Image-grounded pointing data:
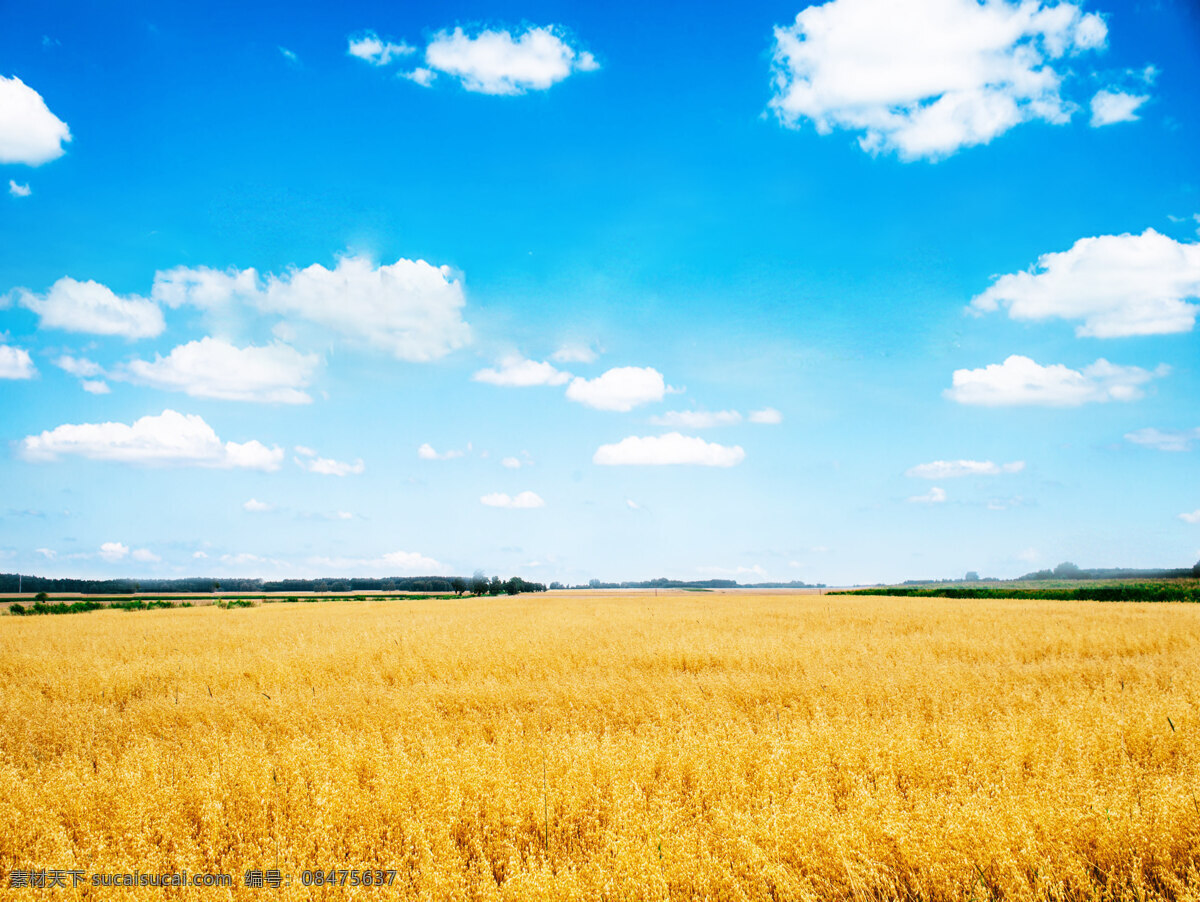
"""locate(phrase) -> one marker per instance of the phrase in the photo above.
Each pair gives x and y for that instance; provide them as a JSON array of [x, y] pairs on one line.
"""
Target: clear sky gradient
[[858, 292]]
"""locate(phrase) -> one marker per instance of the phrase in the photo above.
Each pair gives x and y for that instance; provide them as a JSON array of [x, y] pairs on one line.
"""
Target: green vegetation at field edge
[[1059, 590]]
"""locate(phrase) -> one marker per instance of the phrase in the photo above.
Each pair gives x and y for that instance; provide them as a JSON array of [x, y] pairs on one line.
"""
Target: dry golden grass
[[697, 746]]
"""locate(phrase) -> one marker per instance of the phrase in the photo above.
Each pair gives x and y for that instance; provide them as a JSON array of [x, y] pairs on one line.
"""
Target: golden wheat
[[619, 747]]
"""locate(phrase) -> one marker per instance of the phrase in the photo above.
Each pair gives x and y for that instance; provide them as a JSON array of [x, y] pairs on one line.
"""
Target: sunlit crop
[[619, 747]]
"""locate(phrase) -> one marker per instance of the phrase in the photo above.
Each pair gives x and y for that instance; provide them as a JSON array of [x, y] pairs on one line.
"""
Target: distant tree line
[[459, 585], [1069, 571]]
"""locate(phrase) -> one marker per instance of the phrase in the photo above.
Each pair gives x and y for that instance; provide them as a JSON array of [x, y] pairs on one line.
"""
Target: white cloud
[[309, 459], [498, 62], [371, 48], [113, 552], [574, 354], [670, 449], [1164, 439], [168, 439], [697, 419], [81, 367], [1109, 107], [408, 308], [91, 307], [1020, 380], [16, 364], [954, 469], [519, 372], [935, 495], [394, 563], [767, 416], [421, 76], [928, 77], [427, 452], [522, 500], [1117, 284], [619, 389], [203, 287], [215, 368], [29, 132]]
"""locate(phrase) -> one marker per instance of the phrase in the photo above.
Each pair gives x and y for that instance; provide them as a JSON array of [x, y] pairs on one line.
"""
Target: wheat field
[[612, 747]]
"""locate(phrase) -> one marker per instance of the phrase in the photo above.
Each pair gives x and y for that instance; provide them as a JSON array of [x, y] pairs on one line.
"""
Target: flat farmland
[[612, 746]]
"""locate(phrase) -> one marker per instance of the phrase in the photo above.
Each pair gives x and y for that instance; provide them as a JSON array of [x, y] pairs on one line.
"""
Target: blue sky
[[856, 292]]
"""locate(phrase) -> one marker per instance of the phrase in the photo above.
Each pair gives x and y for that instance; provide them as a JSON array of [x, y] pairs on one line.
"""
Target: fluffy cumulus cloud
[[203, 287], [502, 62], [1164, 439], [935, 495], [619, 389], [29, 132], [928, 77], [215, 368], [517, 372], [1116, 284], [16, 364], [309, 459], [371, 48], [409, 308], [670, 449], [167, 439], [91, 307], [1020, 380], [954, 469], [522, 500], [1109, 107]]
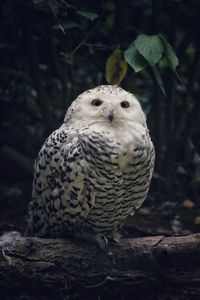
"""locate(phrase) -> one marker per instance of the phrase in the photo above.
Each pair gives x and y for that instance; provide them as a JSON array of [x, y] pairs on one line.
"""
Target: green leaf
[[116, 67], [169, 53], [89, 15], [158, 79], [150, 47], [134, 59], [66, 25]]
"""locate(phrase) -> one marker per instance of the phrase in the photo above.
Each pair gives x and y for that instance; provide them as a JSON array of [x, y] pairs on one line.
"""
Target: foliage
[[53, 50]]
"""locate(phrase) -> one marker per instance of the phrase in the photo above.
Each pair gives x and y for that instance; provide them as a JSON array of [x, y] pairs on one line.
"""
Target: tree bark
[[140, 268]]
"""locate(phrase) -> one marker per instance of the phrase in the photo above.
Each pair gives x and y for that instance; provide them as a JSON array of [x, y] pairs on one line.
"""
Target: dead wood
[[140, 268]]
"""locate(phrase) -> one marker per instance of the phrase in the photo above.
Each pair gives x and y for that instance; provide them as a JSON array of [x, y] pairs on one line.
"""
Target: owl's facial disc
[[111, 115]]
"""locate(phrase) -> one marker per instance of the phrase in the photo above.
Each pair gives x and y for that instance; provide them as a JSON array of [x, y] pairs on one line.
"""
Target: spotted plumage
[[94, 170]]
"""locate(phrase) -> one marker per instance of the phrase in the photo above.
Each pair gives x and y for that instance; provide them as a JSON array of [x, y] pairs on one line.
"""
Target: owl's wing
[[62, 192]]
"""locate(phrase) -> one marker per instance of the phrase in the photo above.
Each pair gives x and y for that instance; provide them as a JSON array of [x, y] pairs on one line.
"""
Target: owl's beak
[[111, 115]]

_WHAT YOU SHOULD DO_. Leaving the pictures out, set down all of the data again exactly.

_YOUR RESPONSE_.
"""locate(phrase) -> one marker per instance of the phrase in the photo above.
Each pair gives x and y for that instance; provide them as a JSON array of [x, y] pairs on one line.
"""
Target: clear sky gradient
[[858, 292]]
"""locate(phrase) -> one marker per instance of the phrase in the photo above.
Each pair gives x and y for that instance; provide them as a JSON array of [x, y] pairs on one line.
"""
Target: green vegetation at field edge
[[1059, 590]]
"""locate(phrase) -> one marker per instance of the phrase in the photo above.
Each pair gives x and y for that instance; provide them as a JSON array of [x, y] pairs on one line.
"""
Target: dry golden grass
[[697, 746]]
"""locate(phrase) -> one marker per instance of the phrase in the photo above.
Each pair gives x and y for that instance; provide them as a JSON array of [x, y] pairs on one line.
"""
Target: golden wheat
[[619, 747]]
"""locate(phrase) -> one marker per instance of the phrase in the photo above.
Each pair gives x and y for that instance; provide them as a JSON array of [x, y] pairs on one line.
"""
Target: sunlit crop
[[619, 747]]
"""locate(phrase) -> one marker per instance of the phrase in the photo above.
Each pair gives x and y for that instance; provide them as a JSON array of [x, y] pairs on one line.
"""
Target: distant tree line
[[459, 585], [1069, 571]]
"""locate(phrase) -> one marker per instance of the phrase in the photo above.
Each pair gives x and y for that instance; provide them as a JSON array of [x, y] pairs on one line.
"""
Target: white cloud
[[309, 459], [498, 62], [371, 48], [113, 552], [574, 354], [670, 449], [1164, 439], [168, 439], [697, 419], [81, 367], [1109, 107], [408, 308], [91, 307], [1020, 380], [16, 364], [954, 469], [519, 372], [935, 495], [394, 563], [767, 416], [421, 76], [928, 77], [427, 452], [522, 500], [1117, 284], [619, 389], [203, 287], [215, 368], [29, 132]]
"""locate(phrase) -> one marker per instance of the phrase in the photo above.
Each pair gives x and y for that instance; provide them as a JSON array of [x, y] pairs on one line.
"""
Target: wheat field
[[612, 747]]
"""locate(phrase) -> one marker per instance of the phrase in the photo above.
Each pair gives x and y for that instance; provide them as a JSON array of [x, y] pairs on one line.
"""
Target: flat farmland
[[612, 746]]
"""locate(phrase) -> one marker per instance of the phrase in the photo above.
Each pair gives x and y for that instance; provide them as a JSON array of [x, y] pairs on one line.
"""
Target: blue sky
[[856, 292]]
"""locate(phrase) -> one marker per instance of the phrase in the photo above.
Each pair gives x and y for that instance; provide them as a JSON array of [x, y] pairs on one line.
"""
Target: fluffy cumulus cloud
[[203, 287], [502, 62], [1164, 439], [935, 495], [619, 389], [29, 132], [928, 77], [215, 368], [517, 372], [1116, 284], [16, 364], [309, 459], [371, 48], [409, 308], [670, 449], [167, 439], [91, 307], [1020, 380], [954, 469], [522, 500], [1109, 107]]
"""locate(phrase) -> one marker per instance of the phrase in the photo above.
Each pair gives x and y for that instance; provide them as a JSON array of [x, y] pairs on one line.
"""
Target: green leaf
[[116, 67], [169, 53], [89, 15], [158, 79], [150, 47], [134, 59], [66, 25]]
"""locate(phrase) -> one marker per instance of the phrase in the photo above.
Each pair gives x and y for that instance; provide them as a JSON array of [x, y] pairs on one line.
"""
Target: foliage
[[53, 50]]
"""locate(phrase) -> one marker per instance of the phrase in the photo above.
Each pair gives x and y for that instance; provide them as a JSON array of [x, y] pairs on one line.
"""
Target: tree bark
[[140, 268]]
"""locate(phrase) -> one marker per instance of the phrase in the photo above.
Each pair gives x and y for that instance; provide them as a JSON array of [x, y] pairs on one line.
"""
Target: dead wood
[[140, 268]]
"""locate(phrase) -> one marker per instance of the phrase in the photo above.
Each pair gives x and y for that instance; provide them as a JSON array of [x, y] pairs on one line.
"""
Target: owl's facial disc
[[111, 115]]
"""locate(phrase) -> one marker per instance of the phrase in the photo above.
Each pair gives x and y for that instance; provide them as a JSON array of [x, y] pairs on one line.
"""
Target: spotted plumage
[[94, 170]]
"""locate(phrase) -> one marker per instance of the phrase in the photo above.
Each pair gives x and y for that instance; provide them as a JSON array of [x, y] pairs on one line.
"""
Target: owl's wing
[[62, 192]]
"""locate(phrase) -> one marker per instance of the phrase in the photo above.
Each pair gives x and y for that instance; provide them as a JSON array of [x, y] pairs on one line.
"""
Target: owl's beak
[[111, 115]]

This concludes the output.